Answer these questions from the passage on origami in physics:
1. Which engineers developed the folding medical stent, and at what university?
2. What substance does the passage give as an example of something too thin to stay folded?
3. How many dimensions do proponents of string theory propose, according to the passage?

Document passage »
# # # #

One of the problem physicists sometimes have when doing experiments with certain materials is trying to maximize the amount of material inside a space. A larger sheet of solar material will gather more sunlight and process it into electricity than a smaller one will.
But the wrinkle comes in when the experimenter or designer has to get that larger sheet into a smaller space. The power needs of a spacecraft require x amount of energy, which can be achieved with a sheet of x area. But there's only room for a sheet of y area, which is smaller and can't provide the needed power.
Enter origami, which means that in one sense, that wrinkle comes in literally. The material is folded, which means that it can be in a smaller space or, if it's going to be extended into a larger one, it can do so using less energy. Some physicists have recently been studying origami, the ancient Japanese art of folding paper into sculptures and shapes, as a way of doing the above and several other things.
The key is that something folded into an origami shape can be made to take up much less space until its full area is needed. It can be inserted into a small opening, for example, and then expanded. Engineers Zhong You and Kaori Kuribayashi from the University of Oxford developed a medical stent that does just that. When folded, it can be placed into a blocked artery though a small hole, but when expanded it will enlarge the opening through the blockage.
Increase study means increased attention paid to the math of the art form, which allows for more precision in origami-based structures. Physicists also find the idea of a two-dimensional object, through simple folding, becoming a three-dimensional object. Proponents of string theory, an explanation of how matter in the universe acts at its most basic level, propose as many as a dozen dimensions. Studying how a large flat piece of paper becomes a small three-dimensional crane, for example, might help them see how three dimensions of space "fold" into the much tinier higher dimensions the theory predicts.
Currently, physicists have problems "folding" objects that are too thick or too thin. While simulations can produce perfect creases in any substance, real-world folding of something that's too thick might be more likely to produce breakage rather than a sharp crease. And things that are too thin, like the ultrathin molecular substance called graphene, won't stay folded and never develop creases.
So it may be that origami never progresses beyond the mildly interesting with a few minor applications stage for scientists and researchers. Or it may be that some future scientist looks through some ultra-powerful micro-scanner and asks the prankster grad students who folded all of the Higgs bosons into cranes.

# # # #

Photo-based referring expression data »

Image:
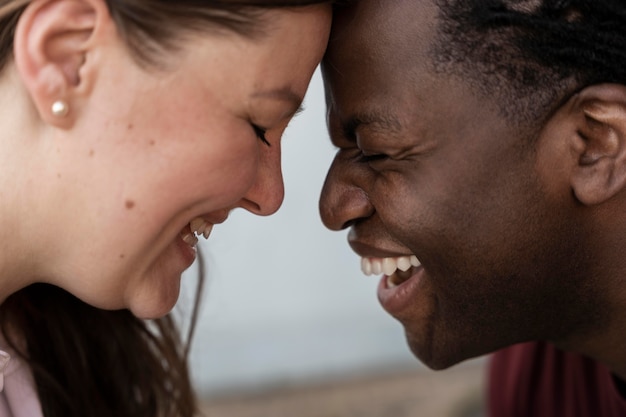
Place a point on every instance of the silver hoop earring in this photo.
(60, 108)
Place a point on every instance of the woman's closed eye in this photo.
(260, 133)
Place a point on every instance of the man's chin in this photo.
(435, 358)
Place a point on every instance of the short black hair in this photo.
(532, 55)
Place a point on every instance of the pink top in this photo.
(18, 395)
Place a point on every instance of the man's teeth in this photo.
(200, 227)
(388, 266)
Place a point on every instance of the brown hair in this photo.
(91, 362)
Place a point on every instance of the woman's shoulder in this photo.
(18, 395)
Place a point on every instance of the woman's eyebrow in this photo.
(283, 94)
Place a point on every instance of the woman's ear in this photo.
(53, 39)
(598, 114)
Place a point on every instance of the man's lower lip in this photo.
(396, 299)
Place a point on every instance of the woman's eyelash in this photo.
(260, 133)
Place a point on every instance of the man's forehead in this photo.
(375, 32)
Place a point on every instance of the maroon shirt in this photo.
(538, 380)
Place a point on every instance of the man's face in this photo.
(428, 168)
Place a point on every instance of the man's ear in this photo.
(52, 42)
(599, 142)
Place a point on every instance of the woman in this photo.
(128, 128)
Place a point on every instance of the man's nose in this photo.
(266, 194)
(342, 201)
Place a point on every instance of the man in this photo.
(482, 171)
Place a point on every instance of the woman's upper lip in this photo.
(369, 251)
(216, 218)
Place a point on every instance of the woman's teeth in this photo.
(197, 227)
(200, 227)
(388, 266)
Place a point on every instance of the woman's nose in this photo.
(266, 194)
(342, 201)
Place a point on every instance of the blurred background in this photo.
(289, 326)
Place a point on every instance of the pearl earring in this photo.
(60, 108)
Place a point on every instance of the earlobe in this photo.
(51, 47)
(599, 114)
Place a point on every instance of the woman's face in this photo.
(153, 149)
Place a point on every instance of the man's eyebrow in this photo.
(283, 94)
(377, 121)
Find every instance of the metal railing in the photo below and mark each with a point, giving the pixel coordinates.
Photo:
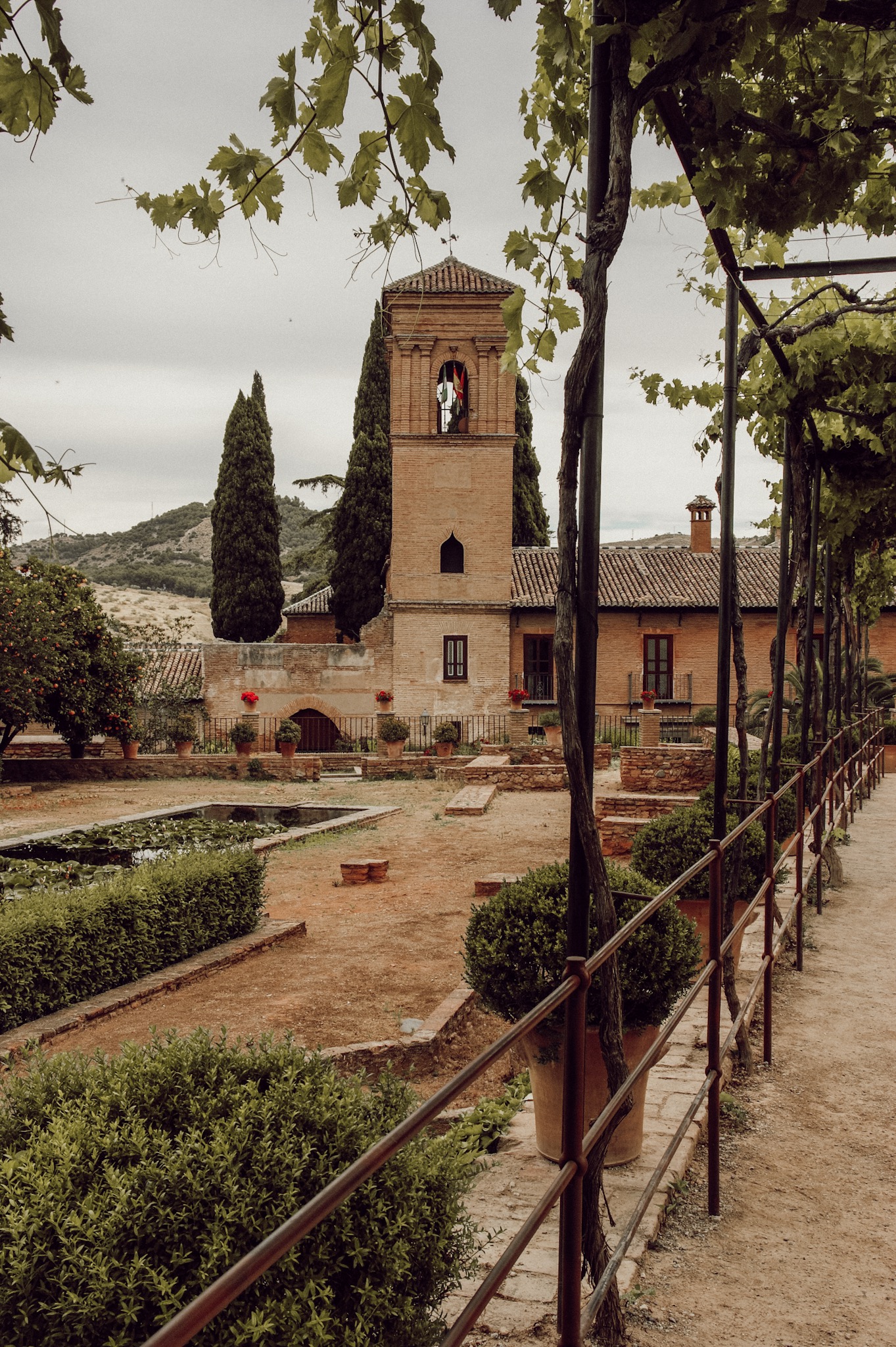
(839, 777)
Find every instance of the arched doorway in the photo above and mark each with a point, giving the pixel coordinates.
(319, 733)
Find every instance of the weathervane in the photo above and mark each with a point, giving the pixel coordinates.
(450, 240)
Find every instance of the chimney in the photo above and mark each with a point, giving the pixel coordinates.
(701, 524)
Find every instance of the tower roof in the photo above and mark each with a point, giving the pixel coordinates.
(451, 276)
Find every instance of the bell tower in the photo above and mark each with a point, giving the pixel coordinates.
(452, 446)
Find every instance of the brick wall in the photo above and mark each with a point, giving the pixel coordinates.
(669, 770)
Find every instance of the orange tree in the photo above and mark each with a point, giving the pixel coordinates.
(60, 663)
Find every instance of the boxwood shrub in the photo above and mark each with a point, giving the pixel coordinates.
(57, 948)
(132, 1183)
(515, 947)
(671, 844)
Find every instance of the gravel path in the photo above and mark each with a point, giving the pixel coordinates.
(805, 1252)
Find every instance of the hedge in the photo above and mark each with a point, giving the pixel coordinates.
(57, 948)
(132, 1183)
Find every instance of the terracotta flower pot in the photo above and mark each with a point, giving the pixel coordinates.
(699, 912)
(548, 1092)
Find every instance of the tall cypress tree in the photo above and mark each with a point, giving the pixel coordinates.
(531, 519)
(361, 522)
(247, 593)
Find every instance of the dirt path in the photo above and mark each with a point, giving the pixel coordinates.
(805, 1250)
(373, 954)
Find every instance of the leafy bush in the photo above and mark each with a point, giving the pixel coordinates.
(672, 844)
(704, 716)
(243, 733)
(57, 948)
(515, 947)
(140, 1179)
(393, 731)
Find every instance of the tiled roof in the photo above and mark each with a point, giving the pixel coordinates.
(451, 278)
(650, 577)
(179, 666)
(318, 602)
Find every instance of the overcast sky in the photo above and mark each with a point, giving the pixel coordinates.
(131, 356)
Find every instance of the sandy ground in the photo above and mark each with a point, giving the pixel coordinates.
(135, 606)
(373, 954)
(805, 1250)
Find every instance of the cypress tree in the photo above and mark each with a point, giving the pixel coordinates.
(531, 519)
(361, 522)
(247, 595)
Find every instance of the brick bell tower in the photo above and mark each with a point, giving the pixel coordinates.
(452, 441)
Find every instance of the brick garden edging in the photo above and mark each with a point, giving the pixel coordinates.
(155, 984)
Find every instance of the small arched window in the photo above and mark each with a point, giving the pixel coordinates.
(452, 556)
(452, 398)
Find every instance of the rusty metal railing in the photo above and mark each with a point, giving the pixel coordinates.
(840, 776)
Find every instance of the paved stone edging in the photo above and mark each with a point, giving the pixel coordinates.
(166, 979)
(423, 1047)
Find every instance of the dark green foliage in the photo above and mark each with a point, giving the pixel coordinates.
(531, 519)
(140, 1179)
(393, 731)
(704, 716)
(669, 845)
(59, 948)
(515, 947)
(361, 522)
(247, 593)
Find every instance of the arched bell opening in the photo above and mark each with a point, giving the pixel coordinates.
(452, 399)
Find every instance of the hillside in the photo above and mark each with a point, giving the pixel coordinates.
(171, 551)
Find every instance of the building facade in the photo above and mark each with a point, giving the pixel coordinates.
(466, 614)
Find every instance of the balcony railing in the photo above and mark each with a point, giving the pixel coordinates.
(671, 687)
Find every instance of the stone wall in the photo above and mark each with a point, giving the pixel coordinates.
(156, 767)
(669, 770)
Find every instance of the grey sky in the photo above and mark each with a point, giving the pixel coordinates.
(132, 357)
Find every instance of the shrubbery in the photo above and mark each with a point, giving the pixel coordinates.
(57, 948)
(672, 844)
(515, 947)
(140, 1179)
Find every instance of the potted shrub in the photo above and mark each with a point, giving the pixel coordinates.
(515, 950)
(288, 737)
(550, 722)
(444, 737)
(183, 732)
(393, 733)
(243, 737)
(669, 845)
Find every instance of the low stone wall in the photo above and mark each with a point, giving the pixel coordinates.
(158, 766)
(669, 770)
(521, 776)
(374, 768)
(630, 804)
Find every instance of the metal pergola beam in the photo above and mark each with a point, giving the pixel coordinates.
(853, 267)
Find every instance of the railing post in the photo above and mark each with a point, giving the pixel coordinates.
(818, 827)
(713, 1025)
(801, 810)
(573, 1129)
(770, 924)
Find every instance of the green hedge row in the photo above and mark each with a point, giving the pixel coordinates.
(131, 1183)
(61, 948)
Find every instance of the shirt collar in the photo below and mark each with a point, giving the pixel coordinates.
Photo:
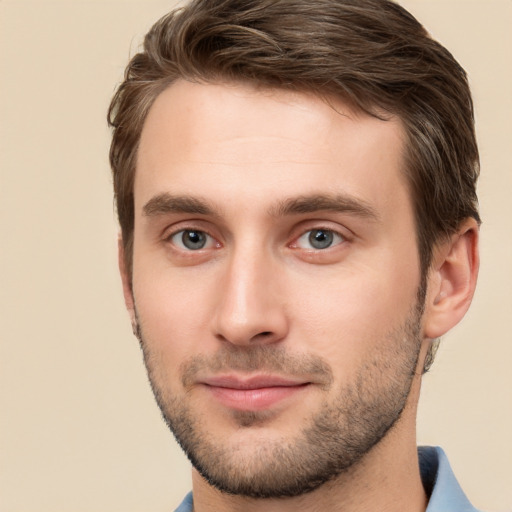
(439, 480)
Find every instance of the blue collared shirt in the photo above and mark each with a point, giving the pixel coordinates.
(438, 480)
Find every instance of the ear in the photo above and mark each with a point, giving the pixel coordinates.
(127, 282)
(452, 280)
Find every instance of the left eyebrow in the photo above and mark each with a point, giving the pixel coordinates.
(341, 203)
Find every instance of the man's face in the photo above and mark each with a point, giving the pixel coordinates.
(275, 282)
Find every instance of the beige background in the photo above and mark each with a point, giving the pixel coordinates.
(78, 427)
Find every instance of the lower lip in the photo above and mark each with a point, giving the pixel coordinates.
(254, 399)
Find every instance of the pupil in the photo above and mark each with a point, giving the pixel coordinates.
(193, 239)
(320, 239)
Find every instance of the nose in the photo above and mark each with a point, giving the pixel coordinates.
(250, 308)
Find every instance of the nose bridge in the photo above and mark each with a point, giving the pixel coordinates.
(249, 308)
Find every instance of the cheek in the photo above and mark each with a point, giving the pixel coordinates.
(173, 308)
(349, 317)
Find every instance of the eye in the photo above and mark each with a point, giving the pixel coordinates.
(319, 239)
(192, 240)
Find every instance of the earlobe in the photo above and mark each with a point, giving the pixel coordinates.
(452, 280)
(127, 282)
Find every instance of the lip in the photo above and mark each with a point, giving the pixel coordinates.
(253, 393)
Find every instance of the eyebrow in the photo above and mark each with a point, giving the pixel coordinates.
(166, 203)
(341, 203)
(163, 204)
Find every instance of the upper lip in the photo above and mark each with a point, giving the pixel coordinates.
(252, 381)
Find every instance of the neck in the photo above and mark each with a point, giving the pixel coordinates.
(386, 479)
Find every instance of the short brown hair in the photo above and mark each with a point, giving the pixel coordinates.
(371, 53)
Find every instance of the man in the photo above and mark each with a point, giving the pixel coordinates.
(295, 184)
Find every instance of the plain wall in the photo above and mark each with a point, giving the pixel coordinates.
(78, 427)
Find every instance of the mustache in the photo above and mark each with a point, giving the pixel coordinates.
(258, 358)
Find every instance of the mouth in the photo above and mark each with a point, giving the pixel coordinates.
(253, 393)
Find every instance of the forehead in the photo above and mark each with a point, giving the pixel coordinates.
(233, 140)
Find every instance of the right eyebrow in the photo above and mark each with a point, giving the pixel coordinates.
(166, 203)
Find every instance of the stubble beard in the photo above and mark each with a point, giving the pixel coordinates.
(334, 440)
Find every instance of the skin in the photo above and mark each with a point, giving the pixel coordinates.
(236, 160)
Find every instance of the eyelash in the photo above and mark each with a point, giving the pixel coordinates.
(322, 235)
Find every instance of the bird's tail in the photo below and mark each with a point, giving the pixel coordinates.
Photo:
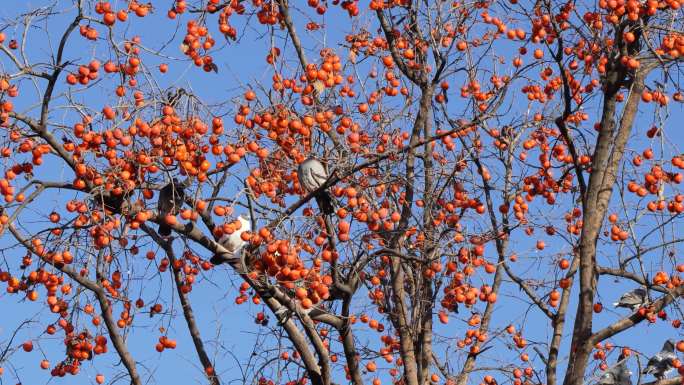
(164, 230)
(324, 201)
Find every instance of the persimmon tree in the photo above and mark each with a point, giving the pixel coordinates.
(495, 167)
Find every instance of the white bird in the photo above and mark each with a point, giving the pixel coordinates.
(633, 299)
(662, 363)
(617, 375)
(233, 243)
(312, 175)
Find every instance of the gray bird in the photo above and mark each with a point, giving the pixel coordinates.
(170, 201)
(312, 175)
(633, 299)
(233, 243)
(662, 363)
(617, 375)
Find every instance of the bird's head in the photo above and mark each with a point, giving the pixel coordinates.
(245, 220)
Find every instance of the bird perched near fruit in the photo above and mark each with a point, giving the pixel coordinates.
(663, 362)
(170, 201)
(233, 243)
(633, 299)
(617, 375)
(312, 175)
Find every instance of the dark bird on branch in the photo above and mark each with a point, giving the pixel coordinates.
(663, 362)
(170, 201)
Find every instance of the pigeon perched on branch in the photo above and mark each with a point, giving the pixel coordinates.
(312, 175)
(633, 299)
(233, 243)
(663, 362)
(617, 375)
(170, 201)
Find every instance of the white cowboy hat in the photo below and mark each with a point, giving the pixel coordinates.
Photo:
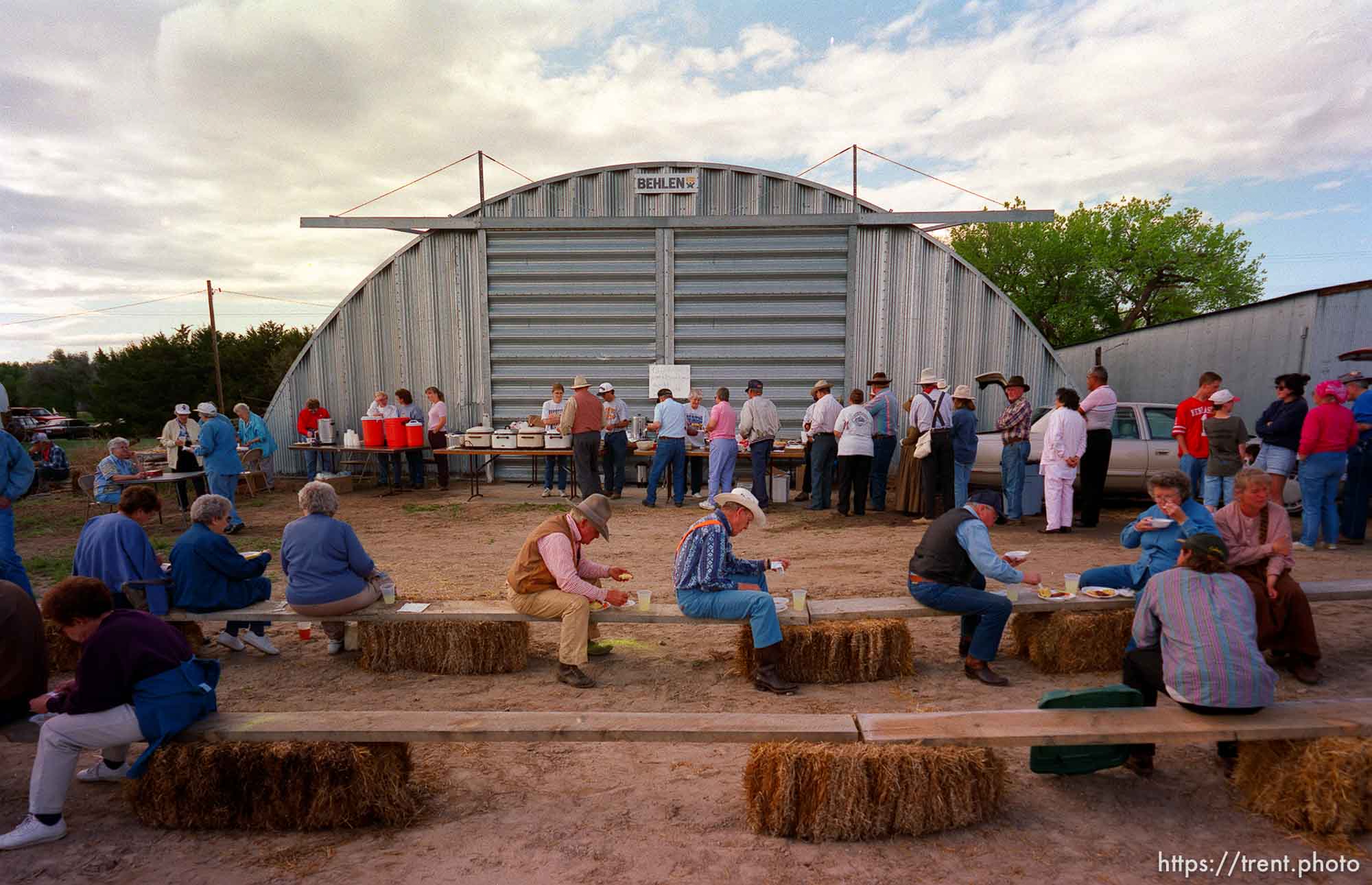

# # # #

Solution to this task »
1. Zhong You and Kaori Kuribayashi, of the University of Oxford.
2. Graphene.
3. As many as a dozen.